## Begin TEXT EXTRACT
The first voice you hear comes through a speaker
above the door that looks like a flashing coil in a clear
glass dome. It says, “Mr. Chambers, Mr. Chambers. It
is the mealtime. Kindly state your
preference.”
Joseph Ruskin
is the voice of all the aliens. The thing to
remember about him, although you never see him in
the screenplay is that he has a pockmarked face.
Chambers swivels out of his bunk, stands, throws the
cigarette butt on the floor and crushes it out with
his shoe. He invites the voice to “take a flying leap
at the moon.”

He
pushes a button on the wall that opens a panel with
a mirror. He pushes it again and gets a sink with a
water tap.
He splashes water on his face and ignores the
voice telling him to conserve water. Then he goes
back to his bunk and asks the voice what time it is.
After some sparring about the relative meaning of
time, the voice tells him that it’s 12 noon.
Chambers lies back on his bunk and lights
cigarette with
a
match. As he exhales he mutters, “Twelve
noon. Twelve noon.” Then you hear him thinking, “This
is the way nightmares begin or, perhaps, end. Very
simple, direct, unadorned. Incredible, yet so
terribly real that even while they’re happening we
live with them and digest them and assimilate them.
And if it’s 12 o’clock noon, that’s what you
preoccupy yourself with. You don’t think about 12
o’clock noon the next day or the day after that. But
that’s what we should have been thinking about;
tomorrow and the day after tomorrow. We were
preoccupied with the hands on a clock when we should
have been checking off a calendar.”
## End TEXT EXTRACT
## Begin INPUT DATA
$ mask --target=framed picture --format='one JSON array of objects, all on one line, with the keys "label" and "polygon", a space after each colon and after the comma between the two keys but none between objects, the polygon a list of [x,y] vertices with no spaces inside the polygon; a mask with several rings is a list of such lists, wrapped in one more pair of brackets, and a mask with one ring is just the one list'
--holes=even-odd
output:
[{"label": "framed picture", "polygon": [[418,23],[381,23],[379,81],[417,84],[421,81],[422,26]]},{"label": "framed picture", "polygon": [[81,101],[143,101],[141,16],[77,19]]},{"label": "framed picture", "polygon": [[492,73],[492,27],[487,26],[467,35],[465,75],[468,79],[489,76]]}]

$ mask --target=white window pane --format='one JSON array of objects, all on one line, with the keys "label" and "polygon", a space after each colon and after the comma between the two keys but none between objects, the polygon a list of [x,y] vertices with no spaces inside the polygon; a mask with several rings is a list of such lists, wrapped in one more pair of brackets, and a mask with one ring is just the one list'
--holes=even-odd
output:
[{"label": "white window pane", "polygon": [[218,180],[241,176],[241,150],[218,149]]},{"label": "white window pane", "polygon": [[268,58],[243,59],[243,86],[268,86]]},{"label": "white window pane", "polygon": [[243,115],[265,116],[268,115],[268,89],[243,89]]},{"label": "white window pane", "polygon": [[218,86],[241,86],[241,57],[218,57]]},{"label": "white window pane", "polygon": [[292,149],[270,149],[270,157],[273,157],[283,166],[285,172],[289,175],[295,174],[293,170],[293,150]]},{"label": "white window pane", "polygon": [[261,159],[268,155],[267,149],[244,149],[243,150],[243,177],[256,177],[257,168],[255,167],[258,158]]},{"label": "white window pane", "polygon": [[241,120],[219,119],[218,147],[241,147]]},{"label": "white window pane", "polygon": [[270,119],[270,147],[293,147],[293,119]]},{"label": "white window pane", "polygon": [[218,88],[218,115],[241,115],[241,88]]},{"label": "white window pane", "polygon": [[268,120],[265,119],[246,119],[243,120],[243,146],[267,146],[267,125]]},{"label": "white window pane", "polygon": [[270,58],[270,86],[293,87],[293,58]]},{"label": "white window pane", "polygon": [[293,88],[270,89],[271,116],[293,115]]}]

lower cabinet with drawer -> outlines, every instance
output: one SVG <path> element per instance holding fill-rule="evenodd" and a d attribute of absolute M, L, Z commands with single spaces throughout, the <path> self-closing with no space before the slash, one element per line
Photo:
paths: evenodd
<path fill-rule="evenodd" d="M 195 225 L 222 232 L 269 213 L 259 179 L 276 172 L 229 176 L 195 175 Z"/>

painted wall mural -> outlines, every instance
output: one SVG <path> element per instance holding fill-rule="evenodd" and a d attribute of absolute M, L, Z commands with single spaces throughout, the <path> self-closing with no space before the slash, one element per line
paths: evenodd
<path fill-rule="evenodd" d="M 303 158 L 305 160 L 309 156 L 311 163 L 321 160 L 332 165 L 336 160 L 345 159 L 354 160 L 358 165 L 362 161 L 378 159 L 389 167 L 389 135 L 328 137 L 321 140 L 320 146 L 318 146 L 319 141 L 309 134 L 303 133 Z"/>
## End INPUT DATA
## Begin INPUT DATA
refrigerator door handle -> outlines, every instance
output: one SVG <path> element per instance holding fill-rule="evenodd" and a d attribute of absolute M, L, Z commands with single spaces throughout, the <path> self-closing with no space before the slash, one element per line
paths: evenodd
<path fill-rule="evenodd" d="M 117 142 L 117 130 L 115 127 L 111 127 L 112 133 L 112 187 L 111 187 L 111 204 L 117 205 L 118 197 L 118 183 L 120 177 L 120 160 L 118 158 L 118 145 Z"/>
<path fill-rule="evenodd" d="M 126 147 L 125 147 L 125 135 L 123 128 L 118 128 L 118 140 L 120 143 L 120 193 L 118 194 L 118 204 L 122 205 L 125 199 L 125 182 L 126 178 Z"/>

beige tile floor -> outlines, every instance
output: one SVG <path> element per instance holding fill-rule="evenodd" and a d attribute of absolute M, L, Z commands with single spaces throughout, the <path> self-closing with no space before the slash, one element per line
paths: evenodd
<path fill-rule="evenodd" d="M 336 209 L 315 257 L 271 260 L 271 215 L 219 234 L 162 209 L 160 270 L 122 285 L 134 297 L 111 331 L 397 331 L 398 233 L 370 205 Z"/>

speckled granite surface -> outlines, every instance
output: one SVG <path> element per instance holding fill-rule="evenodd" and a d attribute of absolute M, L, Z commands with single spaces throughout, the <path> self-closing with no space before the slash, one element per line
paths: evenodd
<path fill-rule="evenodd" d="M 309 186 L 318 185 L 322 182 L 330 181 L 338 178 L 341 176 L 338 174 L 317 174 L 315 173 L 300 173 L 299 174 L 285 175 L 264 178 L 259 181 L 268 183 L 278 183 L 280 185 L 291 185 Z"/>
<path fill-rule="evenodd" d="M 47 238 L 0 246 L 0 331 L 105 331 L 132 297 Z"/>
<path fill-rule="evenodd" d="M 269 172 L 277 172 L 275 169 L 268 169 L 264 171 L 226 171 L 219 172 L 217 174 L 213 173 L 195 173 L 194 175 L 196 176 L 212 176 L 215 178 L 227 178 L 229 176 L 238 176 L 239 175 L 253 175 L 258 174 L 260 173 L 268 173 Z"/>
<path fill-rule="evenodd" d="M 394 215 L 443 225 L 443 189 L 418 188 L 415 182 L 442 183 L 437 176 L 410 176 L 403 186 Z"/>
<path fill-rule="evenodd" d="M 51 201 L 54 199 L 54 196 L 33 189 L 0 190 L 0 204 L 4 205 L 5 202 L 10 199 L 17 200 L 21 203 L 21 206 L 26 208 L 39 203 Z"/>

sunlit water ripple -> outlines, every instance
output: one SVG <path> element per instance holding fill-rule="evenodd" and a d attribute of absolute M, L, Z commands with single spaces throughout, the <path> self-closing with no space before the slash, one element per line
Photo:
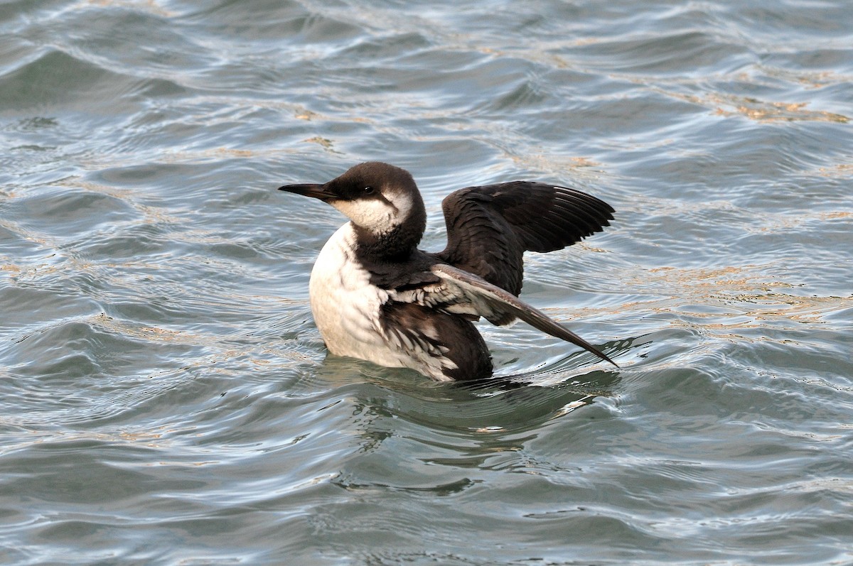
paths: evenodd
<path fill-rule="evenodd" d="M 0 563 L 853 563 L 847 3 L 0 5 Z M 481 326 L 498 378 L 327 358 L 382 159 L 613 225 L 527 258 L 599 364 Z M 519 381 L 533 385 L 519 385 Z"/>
## End INPUT DATA
## Begin INPUT DATA
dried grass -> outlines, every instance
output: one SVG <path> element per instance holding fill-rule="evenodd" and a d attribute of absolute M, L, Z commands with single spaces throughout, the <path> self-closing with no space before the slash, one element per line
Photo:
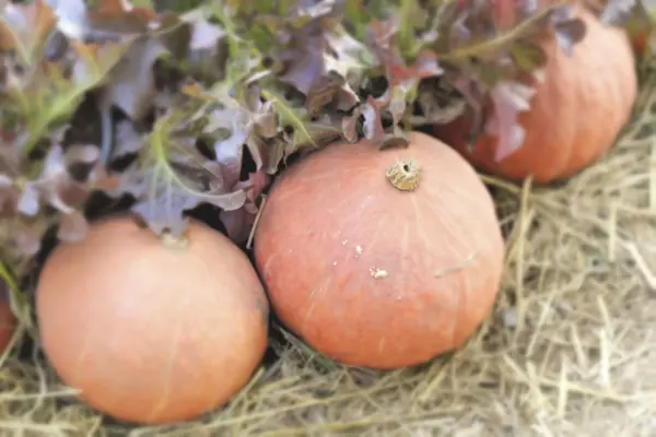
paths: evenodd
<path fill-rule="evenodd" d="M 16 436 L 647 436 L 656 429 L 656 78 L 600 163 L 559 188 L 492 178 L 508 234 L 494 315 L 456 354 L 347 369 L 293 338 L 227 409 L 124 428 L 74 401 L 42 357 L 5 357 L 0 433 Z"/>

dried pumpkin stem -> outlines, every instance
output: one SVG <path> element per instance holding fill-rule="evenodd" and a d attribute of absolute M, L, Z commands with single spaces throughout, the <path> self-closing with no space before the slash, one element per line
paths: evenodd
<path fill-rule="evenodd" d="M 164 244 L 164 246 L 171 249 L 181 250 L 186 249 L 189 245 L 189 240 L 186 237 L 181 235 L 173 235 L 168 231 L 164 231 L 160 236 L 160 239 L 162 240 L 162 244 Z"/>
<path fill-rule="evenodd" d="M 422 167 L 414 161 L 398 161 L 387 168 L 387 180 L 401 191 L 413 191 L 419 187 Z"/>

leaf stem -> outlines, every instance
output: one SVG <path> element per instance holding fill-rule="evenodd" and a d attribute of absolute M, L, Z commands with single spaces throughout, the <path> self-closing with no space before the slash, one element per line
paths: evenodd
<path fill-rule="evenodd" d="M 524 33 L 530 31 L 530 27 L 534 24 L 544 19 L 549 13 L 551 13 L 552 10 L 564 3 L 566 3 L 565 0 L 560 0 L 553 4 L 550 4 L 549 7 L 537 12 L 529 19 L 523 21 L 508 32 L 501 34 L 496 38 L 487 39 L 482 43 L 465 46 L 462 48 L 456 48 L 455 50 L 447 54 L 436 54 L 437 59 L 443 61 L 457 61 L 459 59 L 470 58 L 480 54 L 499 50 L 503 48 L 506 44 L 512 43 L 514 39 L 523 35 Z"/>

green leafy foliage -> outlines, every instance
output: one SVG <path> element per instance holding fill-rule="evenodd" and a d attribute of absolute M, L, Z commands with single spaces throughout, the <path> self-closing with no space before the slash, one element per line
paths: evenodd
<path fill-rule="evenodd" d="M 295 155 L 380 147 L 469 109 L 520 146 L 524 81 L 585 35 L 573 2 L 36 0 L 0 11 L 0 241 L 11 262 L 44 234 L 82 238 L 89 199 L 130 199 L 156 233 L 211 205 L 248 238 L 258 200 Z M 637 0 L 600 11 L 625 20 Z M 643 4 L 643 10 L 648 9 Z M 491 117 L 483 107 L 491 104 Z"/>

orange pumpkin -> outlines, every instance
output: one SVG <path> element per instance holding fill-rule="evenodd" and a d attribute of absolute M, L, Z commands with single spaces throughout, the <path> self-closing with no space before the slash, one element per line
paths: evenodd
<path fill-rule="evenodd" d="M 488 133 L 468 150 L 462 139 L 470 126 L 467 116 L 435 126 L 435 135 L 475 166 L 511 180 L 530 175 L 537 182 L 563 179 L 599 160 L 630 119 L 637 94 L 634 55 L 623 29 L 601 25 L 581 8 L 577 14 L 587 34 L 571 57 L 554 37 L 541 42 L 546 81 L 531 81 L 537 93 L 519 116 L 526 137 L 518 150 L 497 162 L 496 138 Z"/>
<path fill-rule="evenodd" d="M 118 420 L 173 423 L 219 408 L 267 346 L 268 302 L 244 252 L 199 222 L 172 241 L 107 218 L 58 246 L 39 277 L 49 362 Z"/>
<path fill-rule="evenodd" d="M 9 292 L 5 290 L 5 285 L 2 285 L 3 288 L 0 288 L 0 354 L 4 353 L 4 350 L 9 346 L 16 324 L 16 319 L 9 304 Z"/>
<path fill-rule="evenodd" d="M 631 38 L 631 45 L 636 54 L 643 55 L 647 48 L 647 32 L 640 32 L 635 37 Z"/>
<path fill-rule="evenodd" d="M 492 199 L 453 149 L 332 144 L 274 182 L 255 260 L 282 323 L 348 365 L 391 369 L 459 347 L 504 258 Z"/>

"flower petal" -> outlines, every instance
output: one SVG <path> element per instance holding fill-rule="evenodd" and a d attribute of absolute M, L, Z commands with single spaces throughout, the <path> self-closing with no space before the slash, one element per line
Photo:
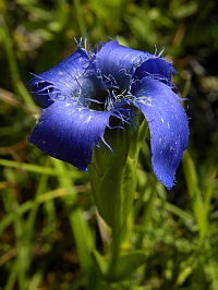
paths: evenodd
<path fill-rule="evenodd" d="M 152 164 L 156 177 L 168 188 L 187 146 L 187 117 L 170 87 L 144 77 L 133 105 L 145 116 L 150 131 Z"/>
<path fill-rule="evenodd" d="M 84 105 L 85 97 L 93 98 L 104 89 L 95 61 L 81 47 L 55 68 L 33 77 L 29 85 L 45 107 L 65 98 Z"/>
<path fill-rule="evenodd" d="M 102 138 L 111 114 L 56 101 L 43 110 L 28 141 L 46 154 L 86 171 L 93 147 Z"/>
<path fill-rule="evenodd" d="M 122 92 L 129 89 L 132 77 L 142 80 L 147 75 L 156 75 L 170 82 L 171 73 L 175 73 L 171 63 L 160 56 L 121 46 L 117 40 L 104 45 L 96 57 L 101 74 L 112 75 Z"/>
## End INPUT DATA
DIRECTIVES
1. Count the lines of the rows above that contain the string "dried", treating case as significant. Give only the number.
2. Extend the passage about Chambers and the alien voice, starting after its final sentence.

ANSWERS GIVEN
1. 2

2.
There it is.
Twelve noon is the Swiss Army logo.
The hour gives you everything associated with
Fuhrman in the 1949 Army Air Force movie Twelve
O’clock High. The hands on Nicole Simpson’s
Swiss Army watch represent civilian time as well as
military time (the same as LAPD time). But if you
look at the numbers on the clock as calendar
dates instead of the hands on the clock as
hours and minutes, you get everything in the
Blackenstein Background Notes about the code. If
you test the code against the
1:05 time that Ron
Phillips called Fuhrman to tell him about the
murders in Brentwood, you get the date of the 1994
Northridge earthquake and more. You get a map
linking polygraph expert Kevin DeVries (lived
in Northridge before he moved to Ukiah) Phillips,
and the Robbery/Homicide detectives who would be
taking the case from West L.A.
The
3 o’clock position on the Swiss Army watch gives you
the month of March and a 1987 movie called Three
O’clock High with
Philip Baker Hall,
John P. Ryan
(appeared with O.J. in A Killing Affair),
Jeffrey Tambor
and
Mitch Pileggi.
There are few aspects of Fuhrman’s association with
the O.J. case that don’t have links those three
actors to. And they all funnel into The Twilight
Zone by way of Jeffrey Tambor’s role in “Dead
Woman’s Shoes” with Helen Mirren and
Nana Visitor
(both born on July 26). In Europe and the military
that date would be written 26 7 for the day
followed by the month.
Mark Fuhrman investigated the murder of Dawn Gamez
on April 6, 1994. He zeroed in on her husband
Harold Gould as the killer almost immediately,
rejecting Gould’s story that he struggled with an
intruder who had a pockmarked face and a
goatee. The trouble with Fuhrman’s rejection of
Gould’s story is that it has salient features of one
of his.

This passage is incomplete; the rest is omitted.